## Directions for this task
Can you give the stretch of the material from the line containing "foreground in this photo." through the end of the material as a numbered list, leaving out blank lines?
»»
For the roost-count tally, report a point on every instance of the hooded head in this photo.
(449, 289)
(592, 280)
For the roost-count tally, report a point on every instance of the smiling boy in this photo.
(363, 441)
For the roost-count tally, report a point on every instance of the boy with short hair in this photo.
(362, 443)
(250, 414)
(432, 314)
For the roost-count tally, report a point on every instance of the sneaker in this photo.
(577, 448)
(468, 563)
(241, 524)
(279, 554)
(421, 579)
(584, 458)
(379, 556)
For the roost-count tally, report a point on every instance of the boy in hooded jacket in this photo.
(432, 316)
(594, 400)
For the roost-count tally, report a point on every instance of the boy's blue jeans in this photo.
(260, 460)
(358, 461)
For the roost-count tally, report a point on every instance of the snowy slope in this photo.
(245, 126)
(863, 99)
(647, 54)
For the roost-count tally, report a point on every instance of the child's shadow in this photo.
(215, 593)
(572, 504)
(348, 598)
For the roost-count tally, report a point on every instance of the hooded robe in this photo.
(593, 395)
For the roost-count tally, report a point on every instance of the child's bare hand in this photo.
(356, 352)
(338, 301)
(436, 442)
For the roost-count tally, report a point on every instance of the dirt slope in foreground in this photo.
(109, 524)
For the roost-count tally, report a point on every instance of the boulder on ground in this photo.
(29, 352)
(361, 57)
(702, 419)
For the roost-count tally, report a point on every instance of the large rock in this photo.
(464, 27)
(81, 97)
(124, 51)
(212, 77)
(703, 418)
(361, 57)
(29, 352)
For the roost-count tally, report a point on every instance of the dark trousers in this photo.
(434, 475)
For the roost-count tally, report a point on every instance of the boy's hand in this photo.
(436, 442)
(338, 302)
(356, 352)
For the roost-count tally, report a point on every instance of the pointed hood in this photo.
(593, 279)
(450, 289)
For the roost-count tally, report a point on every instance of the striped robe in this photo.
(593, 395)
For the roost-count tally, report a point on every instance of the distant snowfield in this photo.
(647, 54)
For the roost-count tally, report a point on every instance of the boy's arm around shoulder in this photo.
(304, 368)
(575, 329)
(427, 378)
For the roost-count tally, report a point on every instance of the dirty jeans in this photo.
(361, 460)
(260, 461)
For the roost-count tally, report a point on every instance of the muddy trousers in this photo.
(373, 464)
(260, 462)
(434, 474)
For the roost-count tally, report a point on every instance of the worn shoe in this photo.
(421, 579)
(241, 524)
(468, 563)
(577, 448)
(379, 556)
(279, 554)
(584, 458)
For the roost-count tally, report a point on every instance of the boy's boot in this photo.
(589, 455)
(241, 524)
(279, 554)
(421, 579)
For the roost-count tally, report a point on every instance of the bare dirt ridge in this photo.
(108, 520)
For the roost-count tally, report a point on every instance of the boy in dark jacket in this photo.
««
## Result of this task
1. For the roost-count tally, report a point on every instance of the dirt slope in foreground in this photo.
2. (109, 524)
3. For the roost-count tally, report a point on every instance of the boulder on ground in this photo.
4. (29, 352)
5. (361, 57)
6. (702, 419)
7. For the roost-count tally, report a point on every instance of the large rock in this photo.
8. (464, 27)
9. (81, 97)
10. (124, 51)
11. (212, 77)
12. (703, 418)
13. (361, 57)
14. (29, 352)
15. For the roost-count tally, report a point on every instance of the dark trousers in this photo.
16. (434, 475)
17. For the roost-count tally, report a point on every instance of the boy's hand in this photo.
18. (436, 442)
19. (338, 302)
20. (356, 352)
21. For the roost-count tally, report a point on every instance of the pointed hood in this photo.
22. (593, 279)
23. (450, 289)
24. For the roost-count tally, report a point on every instance of the striped robe in this photo.
25. (593, 395)
26. For the roost-count tally, report a point on every instance of the distant snowfield in this photo.
27. (647, 54)
28. For the roost-count tally, report a point on every instance of the boy's arm around shoulder in this photo.
29. (304, 368)
30. (575, 329)
31. (427, 378)
32. For the roost-count tally, report a point on every instance of the dirty jeans in this photo.
33. (361, 460)
34. (260, 461)
35. For the roost-count tally, report a point on every instance of the muddy trousers in this photo.
36. (373, 464)
37. (260, 462)
38. (434, 474)
39. For the roost-count tally, report a point on every instance of the worn shoe in this photo.
40. (421, 579)
41. (241, 524)
42. (468, 563)
43. (577, 448)
44. (379, 556)
45. (279, 554)
46. (584, 458)
47. For the roost-count tally, report a point on every instance of the boy's boot in this photo.
48. (589, 455)
49. (241, 524)
50. (279, 554)
51. (421, 579)
52. For the roost-count tally, report a point on every instance of the bare dirt ridge in this photo.
53. (108, 520)
54. For the roost-count tally, report a point on every instance of the boy in dark jacket in this photo.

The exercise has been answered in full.